# Problem details
Leaving the pictures aside, transcribe every line below exactly.

# Data section
+--

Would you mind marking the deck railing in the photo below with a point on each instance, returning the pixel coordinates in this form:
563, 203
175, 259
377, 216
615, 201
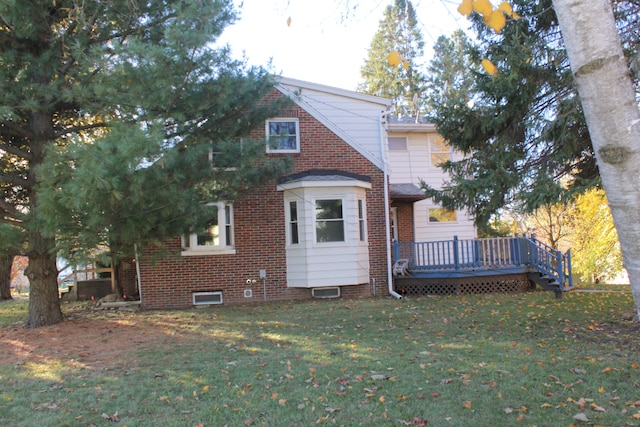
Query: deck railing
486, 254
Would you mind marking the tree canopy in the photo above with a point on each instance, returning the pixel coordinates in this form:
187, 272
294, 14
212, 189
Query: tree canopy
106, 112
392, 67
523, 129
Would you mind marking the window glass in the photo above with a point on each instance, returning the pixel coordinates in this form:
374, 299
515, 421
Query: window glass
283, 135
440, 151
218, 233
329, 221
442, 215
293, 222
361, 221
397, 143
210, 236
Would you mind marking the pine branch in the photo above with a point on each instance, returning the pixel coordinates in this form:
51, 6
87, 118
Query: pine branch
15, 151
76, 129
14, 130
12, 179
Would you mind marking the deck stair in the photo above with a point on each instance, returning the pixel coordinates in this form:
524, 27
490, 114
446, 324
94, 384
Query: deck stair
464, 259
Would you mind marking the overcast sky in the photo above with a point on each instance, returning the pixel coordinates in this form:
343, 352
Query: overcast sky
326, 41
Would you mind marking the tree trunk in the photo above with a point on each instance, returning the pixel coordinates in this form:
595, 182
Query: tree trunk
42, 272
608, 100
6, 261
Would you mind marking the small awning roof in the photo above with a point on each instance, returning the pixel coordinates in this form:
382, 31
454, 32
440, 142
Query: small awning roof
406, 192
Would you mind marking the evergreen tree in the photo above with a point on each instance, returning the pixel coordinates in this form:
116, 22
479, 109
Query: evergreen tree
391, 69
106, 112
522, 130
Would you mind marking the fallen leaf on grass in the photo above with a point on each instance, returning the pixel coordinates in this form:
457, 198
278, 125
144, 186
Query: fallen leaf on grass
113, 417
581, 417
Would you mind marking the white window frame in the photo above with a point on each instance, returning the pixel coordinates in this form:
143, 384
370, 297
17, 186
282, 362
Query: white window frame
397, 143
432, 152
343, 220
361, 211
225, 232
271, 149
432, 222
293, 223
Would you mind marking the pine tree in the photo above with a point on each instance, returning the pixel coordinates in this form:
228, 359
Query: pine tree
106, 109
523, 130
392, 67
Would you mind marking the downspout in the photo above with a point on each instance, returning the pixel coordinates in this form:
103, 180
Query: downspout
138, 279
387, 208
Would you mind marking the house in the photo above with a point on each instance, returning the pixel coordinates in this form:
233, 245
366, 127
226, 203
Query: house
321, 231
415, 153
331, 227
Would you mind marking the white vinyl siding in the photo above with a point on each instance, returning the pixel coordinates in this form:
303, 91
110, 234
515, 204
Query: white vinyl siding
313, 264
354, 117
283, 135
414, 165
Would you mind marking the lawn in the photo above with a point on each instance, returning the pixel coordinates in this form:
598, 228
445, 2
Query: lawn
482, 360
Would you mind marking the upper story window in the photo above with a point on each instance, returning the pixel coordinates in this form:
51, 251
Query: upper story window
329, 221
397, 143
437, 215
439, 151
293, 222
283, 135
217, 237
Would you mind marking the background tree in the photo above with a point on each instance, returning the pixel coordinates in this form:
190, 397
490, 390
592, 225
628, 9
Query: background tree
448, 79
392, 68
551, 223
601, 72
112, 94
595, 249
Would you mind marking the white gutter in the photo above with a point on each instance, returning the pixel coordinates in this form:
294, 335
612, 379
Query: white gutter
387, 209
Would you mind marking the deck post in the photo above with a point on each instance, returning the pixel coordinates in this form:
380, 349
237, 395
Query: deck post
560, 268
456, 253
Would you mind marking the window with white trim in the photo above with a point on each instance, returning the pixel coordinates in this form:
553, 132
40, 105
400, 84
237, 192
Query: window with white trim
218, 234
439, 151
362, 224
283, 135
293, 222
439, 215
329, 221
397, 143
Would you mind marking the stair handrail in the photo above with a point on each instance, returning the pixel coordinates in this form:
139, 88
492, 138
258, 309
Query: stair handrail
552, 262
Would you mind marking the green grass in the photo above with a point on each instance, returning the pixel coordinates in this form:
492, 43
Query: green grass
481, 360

+--

# Full answer
Would you mind marking the deck railing in the photo below with a point on each instance, returning the pixel coordinates in this form:
563, 203
175, 259
377, 216
615, 201
Query: deck railing
486, 254
Would you mind marking the tree canopy in the photo above with a point on each instance, returning the pixel coordinates in this form:
187, 272
294, 14
212, 189
Query: tree canopy
106, 112
392, 67
523, 129
Would you mind marking the window glass in the photo above with a point on each instance, returning the pixel coordinates in this form:
374, 299
515, 421
Query: window glass
283, 135
440, 151
218, 233
329, 221
442, 215
293, 222
361, 221
397, 143
210, 236
Would you mind marking the pine branch in the photo above with a point on each instance, returning the pixel coordinates in this form:
51, 6
87, 118
Query: pine branch
15, 151
76, 129
14, 130
12, 179
Would you mind marking the deck stair in the photo above with a point on each instance, returning the pixel coordinates in this form:
524, 27
490, 114
446, 324
94, 384
Query: deck stair
464, 259
Would you mind marking the overcast sky in the photo above with a point on each instance, returning the pixel coordinates in this form:
343, 352
Query: overcast sky
326, 41
Would you mind marking the tree trunk in the photo above with a point on each instance, returning the pixel coordinates in this form:
595, 182
Query: tree trunk
42, 272
608, 100
6, 261
Would you mind marking the small awning roof in the photo above with a point on each instance, returning the pixel coordinates in this form:
382, 31
454, 32
440, 142
Query: small awning roof
406, 192
Would you mind marking the evergreen tree in the photo above with a point on each instance, returning the pixel coordinates in this form:
116, 22
479, 109
Query: evergreen tree
391, 69
106, 112
522, 130
Would you mind marking the fallen leaf on grass in the photo above with a point on each instance, returning the pixel coordinates in this form:
457, 198
278, 125
144, 186
Query: fallen leaf on grass
113, 417
581, 417
Would you mind marking the white window frame in the photo above with a point on each instance, returning the pixel coordinates in this form:
143, 384
370, 297
17, 186
282, 362
Query: white window frame
397, 143
432, 152
343, 220
361, 211
225, 232
271, 149
432, 222
293, 223
Would you mind marking the pine tree in the photo above with a point on each instance, returning the pixel coordinates in this form:
228, 359
Query: pine tree
106, 109
523, 130
392, 67
Would you mind marking the downspout in the photo above with a point on each instance, returning the pixel coordinates in this form:
103, 180
Query: downspout
138, 279
387, 208
Would you mind marking the house in the photo above with a point on each instance, returning the pixel coordinates in this form:
233, 245
366, 127
226, 203
Query: house
321, 231
415, 153
331, 227
Would you mind marking the white vinyl siding in the photo above with a point on each instance, returning the pixel coordinates in this form:
303, 91
110, 234
515, 204
Query: white vinyl siding
313, 264
354, 117
283, 135
414, 165
Would you mind marking the lawn in the photo above with a point on each instance, returning the pixel coordinates in this form:
598, 228
445, 2
Query: lawn
482, 360
Would you mind marking the upper story window in the photo above with a point on each instance, returning the pixel coordinates in this form:
51, 251
Query: upper story window
329, 221
397, 143
437, 215
439, 151
293, 222
283, 135
217, 237
Would you mind marking the background tree in the photo above with a point on each instance, returning the pixel coordinates in this form:
190, 397
490, 390
592, 225
628, 9
Query: background tree
448, 79
392, 68
551, 223
601, 72
112, 94
595, 249
Would you mind marking the white gutter in the photo above with a point on each instance, returning the pixel coordinates in this form:
294, 335
612, 379
Query: white gutter
387, 209
Would you mind marking the deck post in the photo above with a point on each instance, returning the pixel coordinates in this form:
380, 349
237, 395
Query: deck post
560, 268
456, 253
Would you mind marking the window with white trim in the photo above with a point on each instance, returning the pixel coordinates in this form:
553, 132
40, 105
400, 84
237, 192
Query: window with white trim
218, 234
439, 151
362, 224
283, 135
293, 222
439, 215
329, 221
397, 143
Would you mind marking the stair handrail in the photo above with a point on each instance, returning the pixel coordinates in this form:
139, 88
492, 138
258, 309
Query: stair handrail
552, 262
Would you mind marking the green grass in the photo above with a point on each instance, returning the pixel coordinates in this form:
492, 43
Query: green grass
481, 360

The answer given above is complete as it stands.